■ READING PASSAGE
........

When we think of ISIS’s enemies, we usually list religions other than Islam, Islamics who reject Sunni puritanism, local states, Western states and so on. But from the perspective of Fourth Generation war theory, ISIS’s most important competition may be with Hezbollah. These two Islamic Fourth Generation entities represent two different models of 4GW. Hezbollah’s model hollows out the state where it is based but leaves it standing. The ISIS model does away with the state and creates a replacement in the form of a caliphate, which is a pre-state type of government.

........

■ WHAT YOU WILL DO
Reproduce word for word the part of the passage on ISIS and Hezbollah from "When we think" up to and including "type of government.". The lines that follow are separate material, unrelated to the passage above.

Point labeling dataset extracts
........

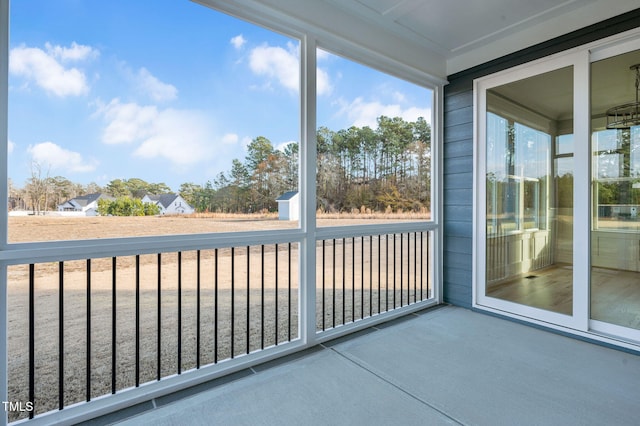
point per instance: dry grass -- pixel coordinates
(215, 331)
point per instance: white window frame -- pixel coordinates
(579, 323)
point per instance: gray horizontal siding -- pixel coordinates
(458, 150)
(458, 195)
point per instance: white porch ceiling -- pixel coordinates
(471, 32)
(438, 37)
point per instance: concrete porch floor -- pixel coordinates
(441, 366)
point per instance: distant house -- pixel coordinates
(169, 203)
(289, 206)
(87, 204)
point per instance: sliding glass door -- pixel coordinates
(558, 191)
(615, 235)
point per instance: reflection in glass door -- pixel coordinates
(615, 235)
(529, 192)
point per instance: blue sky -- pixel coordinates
(167, 91)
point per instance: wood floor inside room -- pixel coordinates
(615, 295)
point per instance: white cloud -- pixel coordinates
(128, 122)
(282, 146)
(46, 71)
(323, 83)
(238, 41)
(76, 52)
(283, 66)
(183, 137)
(53, 156)
(230, 139)
(362, 113)
(156, 89)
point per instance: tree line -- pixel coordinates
(359, 168)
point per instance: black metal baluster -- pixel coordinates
(215, 308)
(179, 312)
(159, 319)
(137, 320)
(362, 277)
(421, 263)
(324, 270)
(248, 293)
(233, 293)
(198, 309)
(401, 269)
(379, 270)
(289, 280)
(88, 360)
(394, 271)
(262, 297)
(113, 325)
(386, 272)
(276, 301)
(61, 335)
(333, 315)
(415, 267)
(427, 263)
(344, 272)
(353, 279)
(32, 336)
(370, 275)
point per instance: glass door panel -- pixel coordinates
(615, 235)
(529, 192)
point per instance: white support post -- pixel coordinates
(307, 184)
(4, 106)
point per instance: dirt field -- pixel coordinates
(247, 292)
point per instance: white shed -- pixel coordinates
(289, 206)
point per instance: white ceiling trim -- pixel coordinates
(342, 34)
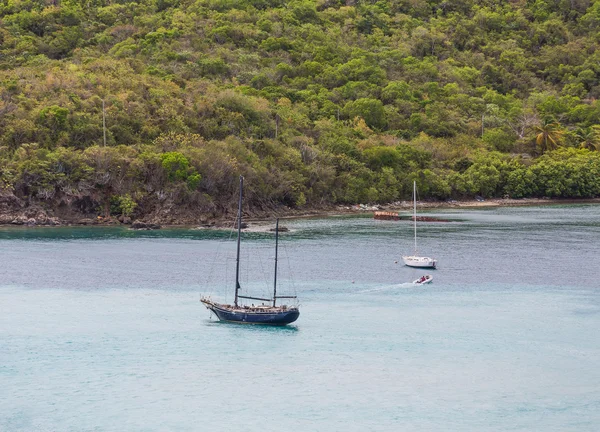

........

■ RESPONSE TO THE TASK
When we think of ISIS’s enemies, we usually list religions other than Islam, Islamics who reject Sunni puritanism, local states, Western states and so on. But from the perspective of Fourth Generation war theory, ISIS’s most important competition may be with Hezbollah. These two Islamic Fourth Generation entities represent two different models of 4GW. Hezbollah’s model hollows out the state where it is based but leaves it standing. The ISIS model does away with the state and creates a replacement in the form of a caliphate, which is a pre-state type of government.